* **REQUIREMENTS**
Copy every line from the one containing "Place one point on each instance of the chair armrest." through the last line of the records below, both included, and nothing else.

═══ SUPPLIED MATERIAL

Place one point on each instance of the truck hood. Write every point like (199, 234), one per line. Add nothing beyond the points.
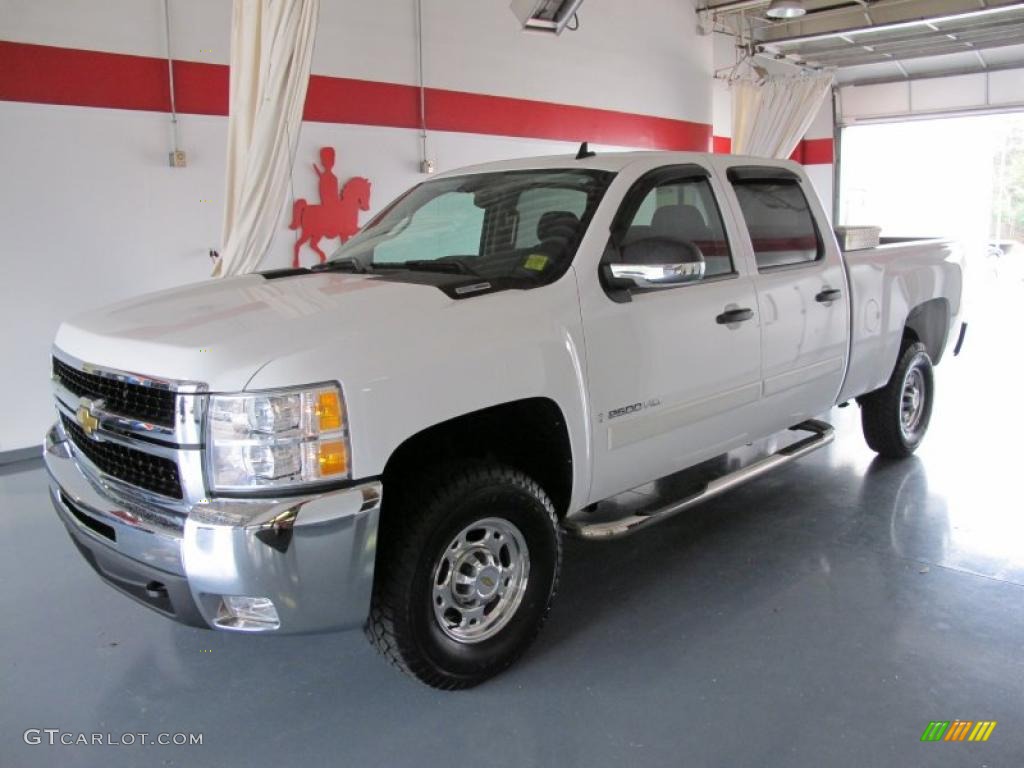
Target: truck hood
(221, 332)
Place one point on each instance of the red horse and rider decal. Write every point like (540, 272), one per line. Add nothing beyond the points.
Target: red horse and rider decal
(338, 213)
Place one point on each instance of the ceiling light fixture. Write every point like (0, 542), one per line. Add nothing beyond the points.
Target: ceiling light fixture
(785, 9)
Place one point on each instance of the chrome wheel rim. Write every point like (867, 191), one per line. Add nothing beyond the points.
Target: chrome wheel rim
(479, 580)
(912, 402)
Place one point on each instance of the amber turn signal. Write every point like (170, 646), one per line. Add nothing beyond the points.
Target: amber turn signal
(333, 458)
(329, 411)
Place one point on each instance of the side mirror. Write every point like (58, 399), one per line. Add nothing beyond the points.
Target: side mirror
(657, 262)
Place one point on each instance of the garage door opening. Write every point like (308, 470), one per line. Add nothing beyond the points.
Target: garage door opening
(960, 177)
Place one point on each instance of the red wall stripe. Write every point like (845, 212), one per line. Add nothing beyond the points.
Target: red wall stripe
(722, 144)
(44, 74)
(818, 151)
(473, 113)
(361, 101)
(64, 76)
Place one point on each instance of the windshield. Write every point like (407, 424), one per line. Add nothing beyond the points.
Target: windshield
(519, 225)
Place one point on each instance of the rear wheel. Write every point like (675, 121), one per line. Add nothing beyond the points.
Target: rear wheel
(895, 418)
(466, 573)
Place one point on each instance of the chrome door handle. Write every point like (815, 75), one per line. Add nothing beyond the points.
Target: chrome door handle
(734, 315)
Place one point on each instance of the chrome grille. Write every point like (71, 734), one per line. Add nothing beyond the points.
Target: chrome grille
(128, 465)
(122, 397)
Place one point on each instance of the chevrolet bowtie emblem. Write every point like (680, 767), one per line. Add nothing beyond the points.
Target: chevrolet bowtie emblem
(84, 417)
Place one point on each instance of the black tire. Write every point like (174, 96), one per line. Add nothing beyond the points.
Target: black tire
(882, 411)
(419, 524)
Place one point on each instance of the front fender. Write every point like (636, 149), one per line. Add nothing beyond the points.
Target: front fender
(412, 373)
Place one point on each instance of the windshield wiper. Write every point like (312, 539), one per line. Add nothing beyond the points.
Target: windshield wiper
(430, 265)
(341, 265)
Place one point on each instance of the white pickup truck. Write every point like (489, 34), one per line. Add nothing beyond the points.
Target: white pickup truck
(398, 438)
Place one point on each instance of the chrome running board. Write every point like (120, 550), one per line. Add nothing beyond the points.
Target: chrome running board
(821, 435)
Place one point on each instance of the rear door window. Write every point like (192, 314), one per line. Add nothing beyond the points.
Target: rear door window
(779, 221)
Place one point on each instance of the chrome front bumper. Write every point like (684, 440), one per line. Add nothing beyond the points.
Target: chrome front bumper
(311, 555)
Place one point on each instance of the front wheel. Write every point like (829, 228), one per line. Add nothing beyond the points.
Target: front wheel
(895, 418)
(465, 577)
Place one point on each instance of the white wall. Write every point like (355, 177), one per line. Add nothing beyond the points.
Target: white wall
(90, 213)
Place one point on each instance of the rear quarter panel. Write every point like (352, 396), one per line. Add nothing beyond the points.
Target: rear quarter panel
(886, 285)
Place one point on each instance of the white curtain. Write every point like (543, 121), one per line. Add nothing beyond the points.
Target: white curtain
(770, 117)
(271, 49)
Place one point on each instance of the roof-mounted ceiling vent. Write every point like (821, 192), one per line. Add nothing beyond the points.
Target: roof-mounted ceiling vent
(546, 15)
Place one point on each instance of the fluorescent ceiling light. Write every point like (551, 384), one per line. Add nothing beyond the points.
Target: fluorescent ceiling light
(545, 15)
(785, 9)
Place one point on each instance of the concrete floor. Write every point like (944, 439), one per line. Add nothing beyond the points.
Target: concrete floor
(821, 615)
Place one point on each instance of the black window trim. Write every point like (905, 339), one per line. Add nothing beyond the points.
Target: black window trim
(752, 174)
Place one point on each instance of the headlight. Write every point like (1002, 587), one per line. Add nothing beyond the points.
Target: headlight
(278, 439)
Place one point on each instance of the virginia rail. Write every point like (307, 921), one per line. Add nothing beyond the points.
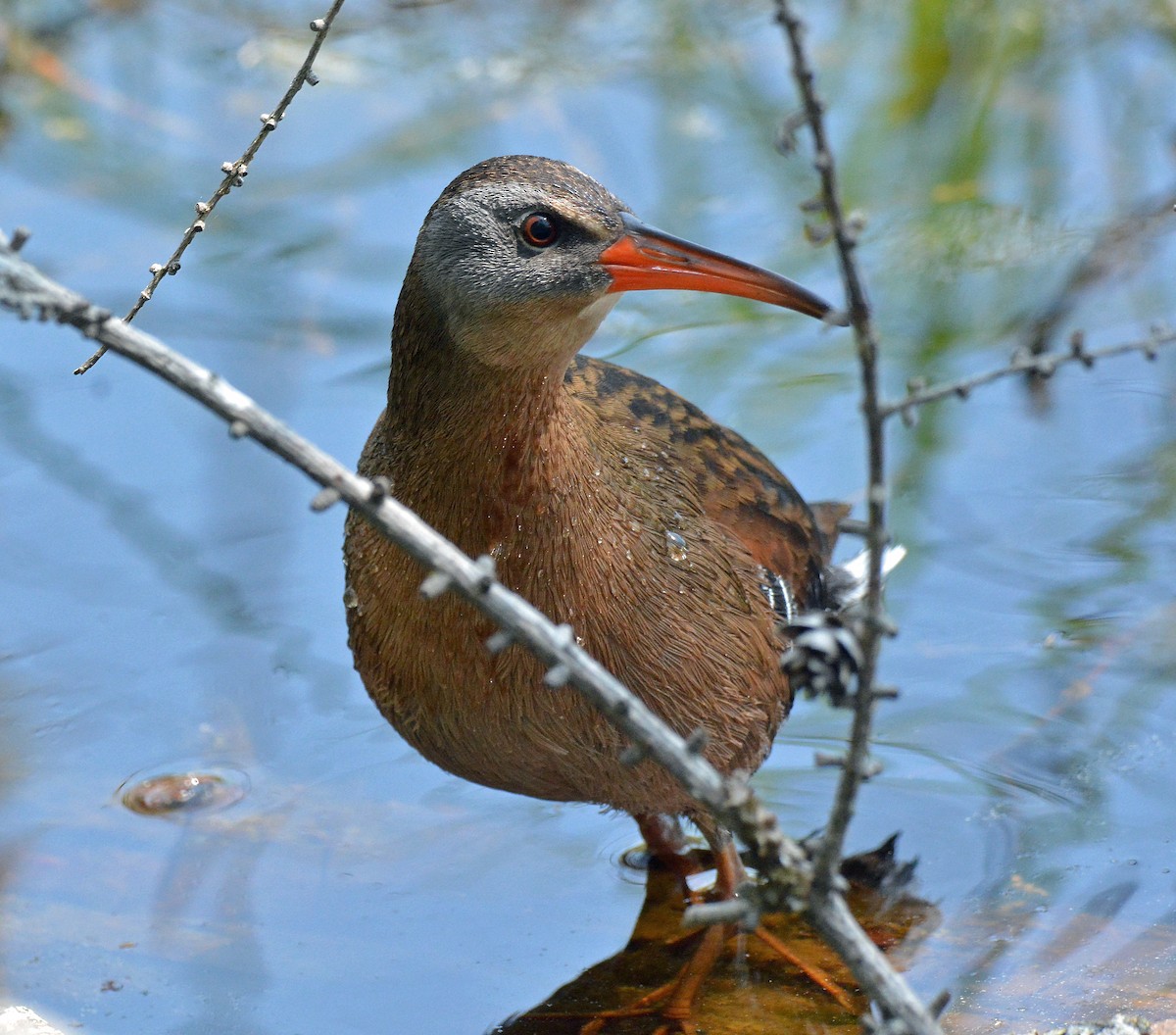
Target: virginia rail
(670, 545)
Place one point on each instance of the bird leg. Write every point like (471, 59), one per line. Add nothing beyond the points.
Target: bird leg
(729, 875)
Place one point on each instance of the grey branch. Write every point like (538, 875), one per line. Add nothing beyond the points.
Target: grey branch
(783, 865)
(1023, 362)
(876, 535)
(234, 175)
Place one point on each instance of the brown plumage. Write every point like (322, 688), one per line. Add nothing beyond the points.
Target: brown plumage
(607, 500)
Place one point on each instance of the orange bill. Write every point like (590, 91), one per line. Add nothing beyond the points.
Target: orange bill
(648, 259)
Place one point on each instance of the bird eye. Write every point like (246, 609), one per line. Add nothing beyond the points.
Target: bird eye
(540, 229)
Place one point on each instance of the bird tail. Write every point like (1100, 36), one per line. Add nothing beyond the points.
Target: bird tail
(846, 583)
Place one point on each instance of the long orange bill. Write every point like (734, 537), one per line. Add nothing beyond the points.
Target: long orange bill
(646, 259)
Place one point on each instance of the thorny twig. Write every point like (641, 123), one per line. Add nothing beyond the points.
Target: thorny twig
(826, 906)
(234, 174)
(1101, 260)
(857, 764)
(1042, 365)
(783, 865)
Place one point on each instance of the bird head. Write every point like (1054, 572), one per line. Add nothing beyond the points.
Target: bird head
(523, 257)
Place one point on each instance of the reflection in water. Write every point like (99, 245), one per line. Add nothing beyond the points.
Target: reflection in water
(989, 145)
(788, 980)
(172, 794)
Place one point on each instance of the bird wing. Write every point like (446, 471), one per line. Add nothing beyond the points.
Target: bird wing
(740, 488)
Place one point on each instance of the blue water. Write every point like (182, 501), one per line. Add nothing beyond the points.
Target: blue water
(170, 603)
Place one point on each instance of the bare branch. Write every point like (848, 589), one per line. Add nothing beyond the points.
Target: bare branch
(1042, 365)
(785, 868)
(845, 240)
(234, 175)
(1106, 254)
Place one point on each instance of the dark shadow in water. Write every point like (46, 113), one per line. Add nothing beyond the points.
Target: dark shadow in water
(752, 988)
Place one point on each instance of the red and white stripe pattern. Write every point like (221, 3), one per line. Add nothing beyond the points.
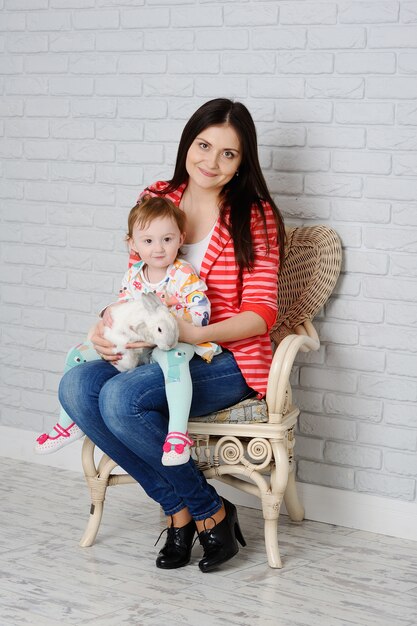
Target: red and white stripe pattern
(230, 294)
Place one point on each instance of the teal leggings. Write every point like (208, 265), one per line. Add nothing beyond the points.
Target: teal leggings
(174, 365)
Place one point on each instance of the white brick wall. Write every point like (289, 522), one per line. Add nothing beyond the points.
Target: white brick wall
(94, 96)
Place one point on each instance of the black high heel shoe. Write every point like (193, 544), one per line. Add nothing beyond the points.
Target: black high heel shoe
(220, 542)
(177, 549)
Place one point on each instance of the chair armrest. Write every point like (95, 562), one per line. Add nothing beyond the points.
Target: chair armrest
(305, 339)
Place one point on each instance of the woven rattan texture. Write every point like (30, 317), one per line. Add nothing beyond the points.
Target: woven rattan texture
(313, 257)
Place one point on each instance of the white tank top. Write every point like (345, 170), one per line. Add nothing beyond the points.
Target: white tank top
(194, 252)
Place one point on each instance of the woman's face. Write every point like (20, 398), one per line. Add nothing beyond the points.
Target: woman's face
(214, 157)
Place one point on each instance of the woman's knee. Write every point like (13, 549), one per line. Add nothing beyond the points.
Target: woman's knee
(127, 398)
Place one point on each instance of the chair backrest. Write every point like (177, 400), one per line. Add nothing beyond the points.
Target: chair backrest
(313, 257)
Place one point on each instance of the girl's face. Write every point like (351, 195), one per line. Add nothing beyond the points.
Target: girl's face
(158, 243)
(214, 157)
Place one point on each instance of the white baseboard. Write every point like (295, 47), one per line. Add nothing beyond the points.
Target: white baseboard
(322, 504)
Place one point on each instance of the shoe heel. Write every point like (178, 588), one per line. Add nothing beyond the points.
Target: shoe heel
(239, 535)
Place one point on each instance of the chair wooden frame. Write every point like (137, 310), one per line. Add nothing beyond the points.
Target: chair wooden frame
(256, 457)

══════

* **OUTPUT BELOW**
Place one point on each instance of the chair armrest. Write every point like (95, 562), one per line. Add nothing beyond the points.
Target: chair armrest
(305, 339)
Place one point on each instance of the woven rattan texture. Write every point like (30, 317), one per line. Add nothing beyond the points.
Target: woven rattan texture
(313, 257)
Place one point on each instance of the white tank top. Write every point like (345, 170), one per line. Add nothing beyond the points.
Target: white tank top
(194, 252)
Place one point on each instance of the woman's face. Write every point like (20, 398), one per line. Add nothing beyond the points.
Target: woman's face
(214, 157)
Place one point on each instance of the woman's knee. Write every point like (13, 549), one per line. Add nothing beyond the points.
Target: woman's knee
(127, 398)
Place one point on each instance of the chair backrest. Write every point like (177, 400), one per line. Add nothing beyond the points.
Target: chair backrest
(313, 257)
Place one point on each instance of the girl's face. Write every point like (351, 195), one per line. Add nothing beyond the points.
Target: girl's face
(158, 243)
(214, 157)
Place one point on each instance of the white baseboard. Write every point like (295, 47), one per line. Add nothing beyond the points.
Target: white baseboard
(322, 504)
Place one point on each instance of the shoe heel. Write every point like (178, 588), one per line. Add nothing beyond the points.
Target: shoe heel
(239, 535)
Place one point on each instance of the chair wooden frame. Write every point like (137, 310), one per line. Add nothing beyond the points.
Target: chair wooden frame
(256, 457)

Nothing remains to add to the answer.